Reproduce word for word the stretch of the diary post below from "Al Capp, a cartoonist" through "Realistic and Time-based.".

__SELECTED TEXT__:
▼

Dabbler Diary – Tick Tock

Diary

I’ve taken on a gig writing about culture and whatnot for sofa.com, purveyors of fine furniture and certainly the best place in the visible universe to buy a sofa, and have already written about Vincent Van Gogh’s chairs, Impressionist Interiors, His Girl Friday, Oranges Are Not the Only Fruit by Jeanette Winterson, Dusty in Memphis by Dusty Springfield and other things. Do go and look, and comment if you wish.

One result of this is that I keep thinking of things to say that are not quite right for the sofa.com tone but nonetheless require an outlet. (You can therefore expect various ‘director’s cut’ style postings in this site for a while.)

For example, while writing this piece about John Lennon and Yoko Ono’s ‘Bed-In’ Protest I was fascinated by this video of Al Capp ‘interviewing’ John Lennon.

Al Capp, a cartoonist and right-wing rent-a-gob, was a cranky old git with a jaundiced view of the world. Lennon was also a cranky jaundiced git but still young enough to have some confused ideals. (I suppose the modern equivalent would be Russell Brand being interviewed by Katie Hopkins, which suggests that bores on both left and right ain’t what they used to be.)

The problem with the Bed-In was that its goal was to achieve World Peace. But as any fule who has been on a half-day business management seminar in a ring-road Holiday Inn no, goals should be ‘SMART’ – that is, Specific, Measurable, Attainable, Realistic and Time-based.

World Peace as a goal falls down particularly on the last three of those elements, so, on the SMART metric:

  • running ultra-marathons to raise cash for Sport Relief a la Eddie Izzard = good mad egotistical celeb charity goal; but
  • lying in bed for a week to achieve world peace = bad mad egotistical celeb charity goal.

Yoko Ono, incidentally, is still very much going strong with social media campaigns for world peace, mostly themed around the lyrics to her late husband’s song Imagine. Oh, celebrities! There is a quote attributed to Randy Newman: “I used to be against world peace. But then Bono came out for it and the scales just fell from my eyes.”

 

***

 

The visible universe now extends a long way. Kepler 186f – apparently the most Earth-like planet yet discovered, and capable of sustaining life – is about 500 light years away.

▲

__COLLECTED MATERIAL__:

▼

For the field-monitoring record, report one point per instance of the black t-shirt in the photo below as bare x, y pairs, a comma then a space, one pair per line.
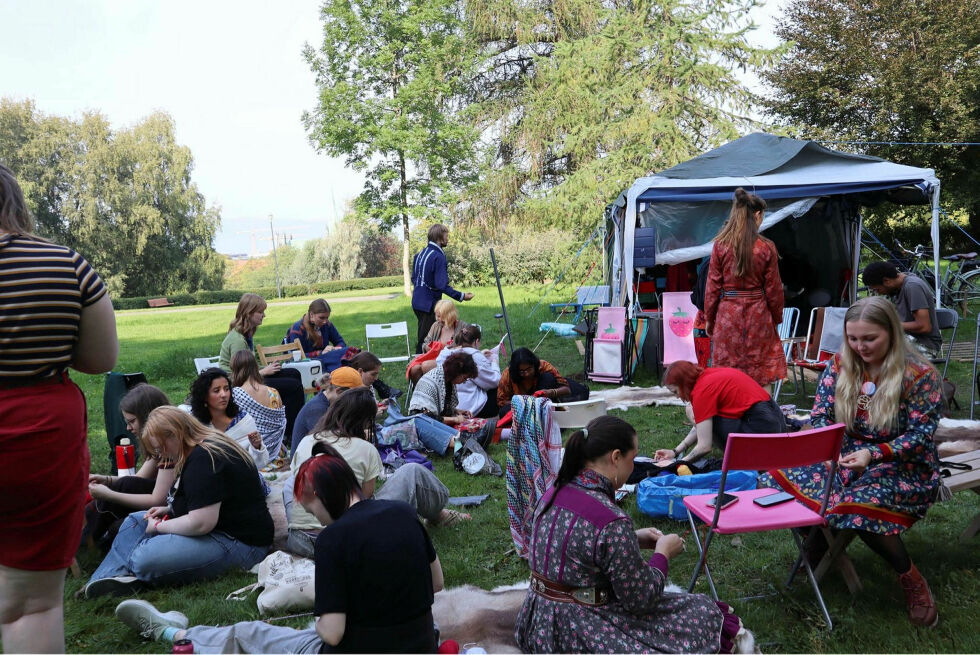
235, 484
373, 565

▲

__FULL OUTPUT__:
Al Capp, a cartoonist and right-wing rent-a-gob, was a cranky old git with a jaundiced view of the world. Lennon was also a cranky jaundiced git but still young enough to have some confused ideals. (I suppose the modern equivalent would be Russell Brand being interviewed by Katie Hopkins, which suggests that bores on both left and right ain’t what they used to be.)

The problem with the Bed-In was that its goal was to achieve World Peace. But as any fule who has been on a half-day business management seminar in a ring-road Holiday Inn no, goals should be ‘SMART’ – that is, Specific, Measurable, Attainable, Realistic and Time-based.